(Saved data entries)
···

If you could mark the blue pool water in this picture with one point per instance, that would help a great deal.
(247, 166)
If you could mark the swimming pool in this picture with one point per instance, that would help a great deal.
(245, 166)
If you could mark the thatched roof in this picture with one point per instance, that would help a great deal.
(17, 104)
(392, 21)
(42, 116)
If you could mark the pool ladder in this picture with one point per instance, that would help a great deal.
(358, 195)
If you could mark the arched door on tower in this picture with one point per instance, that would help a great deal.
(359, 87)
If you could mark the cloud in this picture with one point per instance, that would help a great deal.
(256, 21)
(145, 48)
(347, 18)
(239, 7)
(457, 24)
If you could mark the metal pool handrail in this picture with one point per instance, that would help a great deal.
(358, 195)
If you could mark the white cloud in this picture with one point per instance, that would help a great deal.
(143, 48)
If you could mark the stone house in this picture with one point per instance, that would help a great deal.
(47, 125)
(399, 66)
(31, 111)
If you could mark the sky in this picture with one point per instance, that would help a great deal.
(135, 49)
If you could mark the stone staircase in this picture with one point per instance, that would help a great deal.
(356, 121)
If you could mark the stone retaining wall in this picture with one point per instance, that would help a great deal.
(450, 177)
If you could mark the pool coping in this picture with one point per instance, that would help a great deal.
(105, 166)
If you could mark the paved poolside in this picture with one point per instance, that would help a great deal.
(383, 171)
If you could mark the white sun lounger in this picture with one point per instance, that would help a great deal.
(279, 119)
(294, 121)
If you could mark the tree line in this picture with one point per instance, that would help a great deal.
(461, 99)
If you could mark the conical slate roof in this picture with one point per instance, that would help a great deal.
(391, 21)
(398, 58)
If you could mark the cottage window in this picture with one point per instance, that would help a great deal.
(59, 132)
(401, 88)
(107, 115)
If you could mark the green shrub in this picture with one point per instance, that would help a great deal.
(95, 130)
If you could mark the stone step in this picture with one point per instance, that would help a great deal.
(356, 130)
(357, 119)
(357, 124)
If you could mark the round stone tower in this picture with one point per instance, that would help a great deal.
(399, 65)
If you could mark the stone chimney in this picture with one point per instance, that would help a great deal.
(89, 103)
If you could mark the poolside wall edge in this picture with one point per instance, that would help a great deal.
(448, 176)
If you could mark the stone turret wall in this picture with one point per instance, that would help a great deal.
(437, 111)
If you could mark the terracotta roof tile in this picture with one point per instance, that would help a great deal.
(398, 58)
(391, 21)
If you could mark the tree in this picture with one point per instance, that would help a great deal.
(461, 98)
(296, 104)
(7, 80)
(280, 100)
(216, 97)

···

§ Exercise: Take the lines from the one containing "If you could mark the paved" to the last line of the material above and write them out exactly.

§ Solution for this problem:
If you could mark the paved poolside in this picture with one point per instance, that would help a great deal.
(383, 171)
If you could mark the white sun lounger in this picture with one point per instance, that would help a great deal.
(279, 119)
(294, 121)
If you could mark the tree line in this picture with one point per instance, that would help a great deal.
(461, 99)
If you could mark the conical slate roof in this picture with one point per instance, that would help a great deal.
(391, 21)
(398, 58)
If you could mark the cottage window in this picture with one point per instance, that would help a great deal.
(59, 132)
(401, 88)
(107, 115)
If you could mark the green shrub in this picture with one point per instance, that would help a great deal.
(95, 130)
If you could mark the stone step in this picture with one point per instance, that would help a great deal.
(356, 130)
(357, 119)
(357, 124)
If you could mark the round stone tower in this picture with one point per instance, that would help a great deal.
(399, 65)
If you could mark the stone chimney in this picture with one point per instance, that would help a great deal.
(89, 103)
If you could mark the poolside wall edge in this picture with one point per instance, that would help a great deal.
(448, 176)
If you could mark the stone turret wall in this picture with one point per instance, that would help a great deal.
(437, 111)
If you could mark the terracotta roof tile in this picture with one point per instance, that would help a great deal.
(398, 58)
(391, 21)
If you could mark the tree in this picture with one point per instance, that would help a great deal.
(461, 98)
(296, 104)
(7, 80)
(280, 100)
(216, 97)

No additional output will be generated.